(Natural language region descriptions)
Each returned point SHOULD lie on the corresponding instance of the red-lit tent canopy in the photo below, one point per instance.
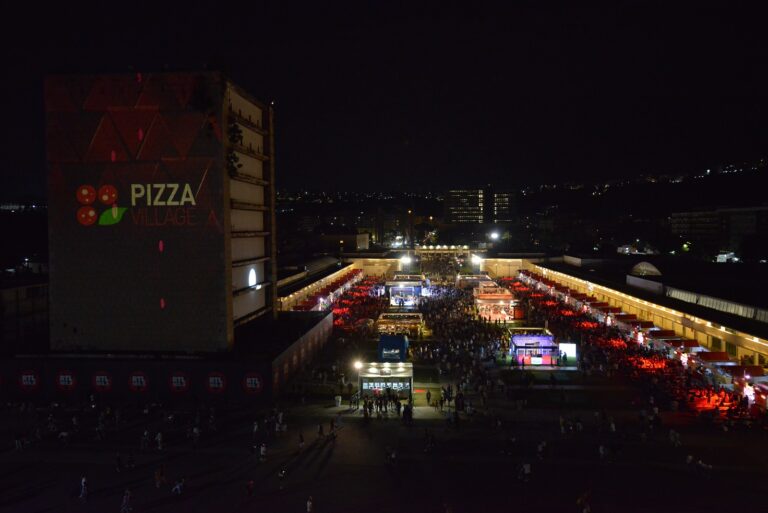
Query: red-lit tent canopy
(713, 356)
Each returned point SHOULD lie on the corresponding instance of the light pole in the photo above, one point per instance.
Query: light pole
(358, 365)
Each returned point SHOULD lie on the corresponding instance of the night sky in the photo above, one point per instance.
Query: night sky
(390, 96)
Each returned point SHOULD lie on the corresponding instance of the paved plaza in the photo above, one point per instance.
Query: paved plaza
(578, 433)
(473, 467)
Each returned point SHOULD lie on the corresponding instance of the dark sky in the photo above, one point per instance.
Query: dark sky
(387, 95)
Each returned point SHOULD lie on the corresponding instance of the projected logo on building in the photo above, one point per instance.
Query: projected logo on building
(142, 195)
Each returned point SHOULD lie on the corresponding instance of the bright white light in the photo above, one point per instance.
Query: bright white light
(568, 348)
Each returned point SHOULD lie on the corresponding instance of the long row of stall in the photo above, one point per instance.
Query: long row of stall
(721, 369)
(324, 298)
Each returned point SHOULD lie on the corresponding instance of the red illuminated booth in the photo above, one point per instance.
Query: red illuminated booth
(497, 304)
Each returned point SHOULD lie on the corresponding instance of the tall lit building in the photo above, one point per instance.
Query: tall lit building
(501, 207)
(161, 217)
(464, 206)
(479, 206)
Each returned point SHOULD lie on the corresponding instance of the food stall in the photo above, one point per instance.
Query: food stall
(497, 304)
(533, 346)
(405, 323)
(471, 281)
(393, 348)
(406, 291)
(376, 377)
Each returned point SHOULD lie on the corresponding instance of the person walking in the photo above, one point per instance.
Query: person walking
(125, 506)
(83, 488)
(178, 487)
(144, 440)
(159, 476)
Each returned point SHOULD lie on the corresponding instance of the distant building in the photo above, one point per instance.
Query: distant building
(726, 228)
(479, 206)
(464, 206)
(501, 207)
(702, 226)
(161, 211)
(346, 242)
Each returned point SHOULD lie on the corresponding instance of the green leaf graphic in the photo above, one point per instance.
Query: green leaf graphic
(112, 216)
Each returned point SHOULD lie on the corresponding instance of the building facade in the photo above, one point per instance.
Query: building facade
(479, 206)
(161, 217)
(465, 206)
==
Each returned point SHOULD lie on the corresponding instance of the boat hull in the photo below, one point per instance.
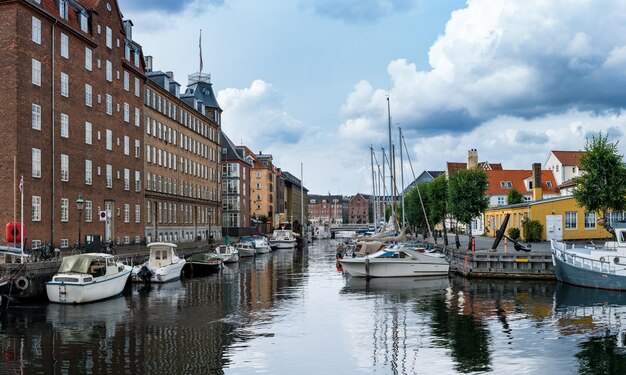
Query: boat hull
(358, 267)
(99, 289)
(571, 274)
* * *
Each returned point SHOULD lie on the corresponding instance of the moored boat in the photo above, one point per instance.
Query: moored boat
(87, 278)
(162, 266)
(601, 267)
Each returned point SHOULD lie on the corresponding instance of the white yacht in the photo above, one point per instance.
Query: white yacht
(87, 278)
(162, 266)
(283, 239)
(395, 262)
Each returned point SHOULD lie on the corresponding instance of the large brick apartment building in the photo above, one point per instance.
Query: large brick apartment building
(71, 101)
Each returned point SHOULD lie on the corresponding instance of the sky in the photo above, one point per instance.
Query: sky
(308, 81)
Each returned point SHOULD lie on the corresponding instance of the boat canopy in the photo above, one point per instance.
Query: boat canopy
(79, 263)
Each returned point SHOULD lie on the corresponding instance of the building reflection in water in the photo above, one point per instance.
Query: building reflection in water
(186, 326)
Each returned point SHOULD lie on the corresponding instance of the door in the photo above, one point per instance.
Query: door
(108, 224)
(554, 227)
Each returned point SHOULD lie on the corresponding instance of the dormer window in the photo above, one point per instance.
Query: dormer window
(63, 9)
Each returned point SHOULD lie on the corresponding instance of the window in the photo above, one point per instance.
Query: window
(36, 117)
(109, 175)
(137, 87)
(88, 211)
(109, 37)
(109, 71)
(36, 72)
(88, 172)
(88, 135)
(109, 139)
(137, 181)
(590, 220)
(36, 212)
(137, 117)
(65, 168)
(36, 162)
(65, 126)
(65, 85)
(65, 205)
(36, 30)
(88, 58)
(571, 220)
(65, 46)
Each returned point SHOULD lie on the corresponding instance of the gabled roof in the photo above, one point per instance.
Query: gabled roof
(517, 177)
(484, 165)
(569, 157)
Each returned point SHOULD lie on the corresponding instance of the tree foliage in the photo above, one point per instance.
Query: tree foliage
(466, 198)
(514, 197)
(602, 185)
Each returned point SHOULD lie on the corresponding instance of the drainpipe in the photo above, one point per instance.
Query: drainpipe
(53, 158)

What to do:
Looking over the records, find each line with the word "below" and copy it.

Solution to this problem:
Each returned point SHOULD lie on the corresponding instance of the red-lit tent canopy in the photo below, one point per instance.
Each returned point SHOULD lie on the corresponding instance of the boat hull in the photo below, one point per instance.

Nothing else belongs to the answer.